What to work on
Print every one of the records below word for word, leaving out the pictures.

Provided data
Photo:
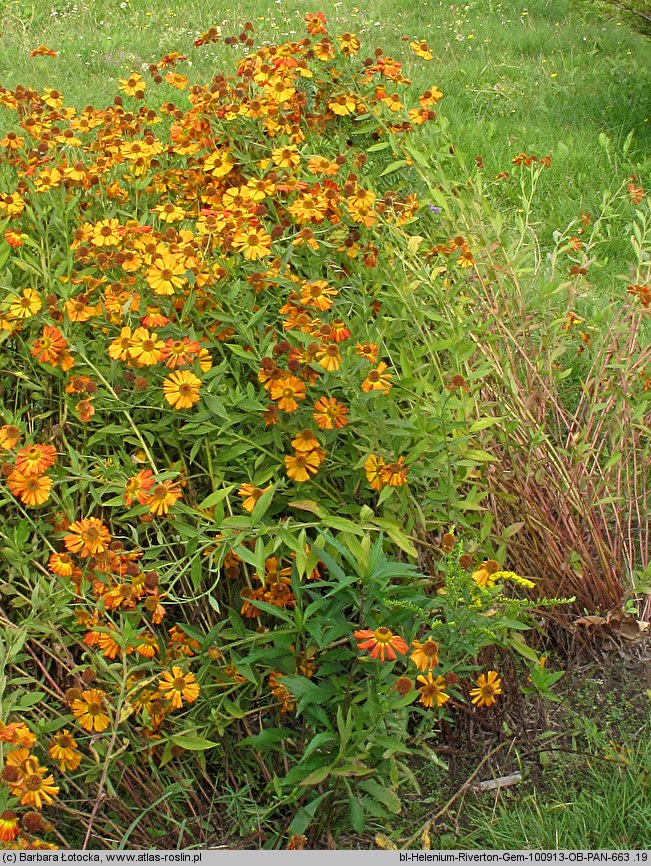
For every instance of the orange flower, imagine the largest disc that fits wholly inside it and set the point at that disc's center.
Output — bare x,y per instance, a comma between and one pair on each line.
18,734
37,789
89,710
421,49
10,436
166,274
61,564
63,749
315,23
120,348
304,464
177,687
374,468
138,486
162,497
305,441
432,691
32,490
483,574
250,495
85,409
9,826
25,305
368,351
88,537
181,389
395,474
329,357
253,244
330,414
146,349
488,687
425,655
50,347
382,642
286,391
378,380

Answer for this exercise
Photo:
For every instance of the orange flower, imagine the largest disc that fits wholly inside it and set the point at that disc's center.
Output — bare x,y per instance, a comma between and one pair on each line.
18,734
37,789
89,710
421,49
10,436
166,274
61,564
63,749
315,23
120,348
304,464
177,687
374,468
138,486
162,497
305,441
432,691
32,490
483,574
250,495
85,409
9,826
25,305
368,351
88,537
181,389
395,474
329,357
253,244
330,414
146,349
488,687
425,655
50,347
382,642
286,391
378,380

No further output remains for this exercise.